→ **Objective**: Update the records below by changing every "with a single point" to "with one point" and leave all other text as it is.

→ **Records to use**:
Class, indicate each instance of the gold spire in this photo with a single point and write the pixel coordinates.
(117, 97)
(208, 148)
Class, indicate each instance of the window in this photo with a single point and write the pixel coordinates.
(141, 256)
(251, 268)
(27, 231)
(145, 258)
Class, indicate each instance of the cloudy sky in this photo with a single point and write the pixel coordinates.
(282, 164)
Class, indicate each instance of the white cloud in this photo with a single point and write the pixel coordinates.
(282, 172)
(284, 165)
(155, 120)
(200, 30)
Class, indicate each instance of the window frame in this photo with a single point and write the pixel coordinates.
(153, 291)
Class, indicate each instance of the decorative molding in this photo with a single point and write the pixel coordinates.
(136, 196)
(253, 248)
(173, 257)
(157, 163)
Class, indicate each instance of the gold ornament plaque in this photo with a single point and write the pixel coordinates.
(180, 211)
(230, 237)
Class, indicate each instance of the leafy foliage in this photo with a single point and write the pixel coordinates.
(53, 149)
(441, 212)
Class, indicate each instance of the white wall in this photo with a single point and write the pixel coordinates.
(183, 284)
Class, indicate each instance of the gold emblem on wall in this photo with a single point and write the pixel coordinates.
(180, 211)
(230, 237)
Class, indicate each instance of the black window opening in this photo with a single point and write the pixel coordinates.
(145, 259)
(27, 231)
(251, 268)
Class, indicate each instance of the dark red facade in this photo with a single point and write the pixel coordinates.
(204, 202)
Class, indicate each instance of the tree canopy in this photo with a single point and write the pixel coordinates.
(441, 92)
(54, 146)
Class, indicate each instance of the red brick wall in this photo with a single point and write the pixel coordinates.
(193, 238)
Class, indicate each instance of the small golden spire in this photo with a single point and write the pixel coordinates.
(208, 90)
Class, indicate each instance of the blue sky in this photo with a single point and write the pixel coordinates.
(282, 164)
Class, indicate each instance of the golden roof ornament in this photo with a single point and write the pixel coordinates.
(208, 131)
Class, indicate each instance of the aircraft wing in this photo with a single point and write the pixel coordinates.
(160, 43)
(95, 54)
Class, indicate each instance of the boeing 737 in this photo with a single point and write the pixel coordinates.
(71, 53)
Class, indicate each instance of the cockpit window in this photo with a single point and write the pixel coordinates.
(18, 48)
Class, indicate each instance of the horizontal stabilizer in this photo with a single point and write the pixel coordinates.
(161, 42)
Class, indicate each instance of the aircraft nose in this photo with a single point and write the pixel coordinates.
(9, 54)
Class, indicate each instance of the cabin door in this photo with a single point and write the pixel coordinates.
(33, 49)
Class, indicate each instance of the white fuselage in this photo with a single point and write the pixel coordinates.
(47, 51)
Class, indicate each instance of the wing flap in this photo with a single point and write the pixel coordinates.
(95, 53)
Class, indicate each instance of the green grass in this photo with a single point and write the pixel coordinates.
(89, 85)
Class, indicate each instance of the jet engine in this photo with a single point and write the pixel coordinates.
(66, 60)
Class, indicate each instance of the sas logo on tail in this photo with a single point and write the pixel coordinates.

→ **Correct output**:
Class, indicate each instance of the gold spire in this photo with one point and write the pixel coordinates.
(117, 97)
(208, 148)
Class, indicate each instance of the window in this photo with one point and write the pixel coordinates.
(141, 256)
(251, 268)
(27, 231)
(145, 258)
Class, indicate each instance of the cloudy sky in this photo with one point and write the pixel coordinates.
(282, 164)
Class, indicate each instance of the white cloud in this photo with one point and write the pixel coordinates.
(282, 172)
(284, 165)
(155, 120)
(200, 30)
Class, indicate each instance of the window frame in this photo with one point and write the pixel coordinates.
(153, 291)
Class, indicate each instance of the decorative molding in this photo with one point and write the pixel coordinates.
(136, 196)
(253, 248)
(173, 257)
(157, 163)
Class, indicate each instance of the gold ornament plaque in this photo with one point and write the pixel coordinates.
(180, 211)
(230, 237)
Class, indicate each instance of the leafy foliage in this photo with one point and write the pixel coordinates.
(53, 149)
(441, 212)
Class, indicate each instance of the white wall in this photo with one point and write the pixel coordinates.
(183, 284)
Class, indicate each instance of the gold emblem on wall in this photo with one point and write the pixel coordinates.
(180, 211)
(230, 237)
Class, indicate each instance of the black window opening in this photo with one point and write the pixel coordinates.
(145, 259)
(27, 231)
(251, 268)
Class, indicate each instance of the dark red facade in this photo with one point and write the pixel coordinates.
(204, 202)
Class, indicate each instance of the tree canopy in this photo with one point and write the pixel coordinates.
(441, 92)
(54, 146)
Class, indicate each instance of the red brick wall in this photo with one point and write the pixel coordinates.
(193, 238)
Class, indicate each instance of the small golden spire in this photo with one point and write the pixel coordinates.
(208, 90)
Class, indicate each instance of the blue sky in this photo with one point and write the pixel coordinates.
(282, 164)
Class, indicate each instance of the golden roof ornament in this photo with one point and write the pixel coordinates.
(208, 131)
Class, indicate each instance of the aircraft wing in this photo with one point and write the pixel coordinates.
(160, 43)
(95, 54)
Class, indicate each instance of the boeing 737 in this photo with one point and write the pixel coordinates.
(71, 53)
Class, indicate each instance of the cockpit window in this photo with one point and write the pixel coordinates.
(18, 48)
Class, indicate each instance of the horizontal stabilizer in this photo with one point and write the pixel coordinates.
(161, 42)
Class, indicate each instance of the aircraft nose in this photo with one point and write the pixel coordinates.
(9, 54)
Class, indicate each instance of the cabin door in this photo with one point and write the pixel coordinates.
(33, 49)
Class, indicate each instance of the white fuselage in this photo with one point and write the pixel coordinates.
(47, 51)
Class, indicate each instance of the wing flap in this photo with one point and write the pixel coordinates.
(95, 53)
Class, indicate each instance of the green grass in this photo with one point and write the pixel coordinates.
(89, 85)
Class, indicate each instance of the jet engine in this photo with one point and write the pixel coordinates.
(66, 60)
Class, indicate each instance of the sas logo on tail in this photo with one point and write the pixel coordinates.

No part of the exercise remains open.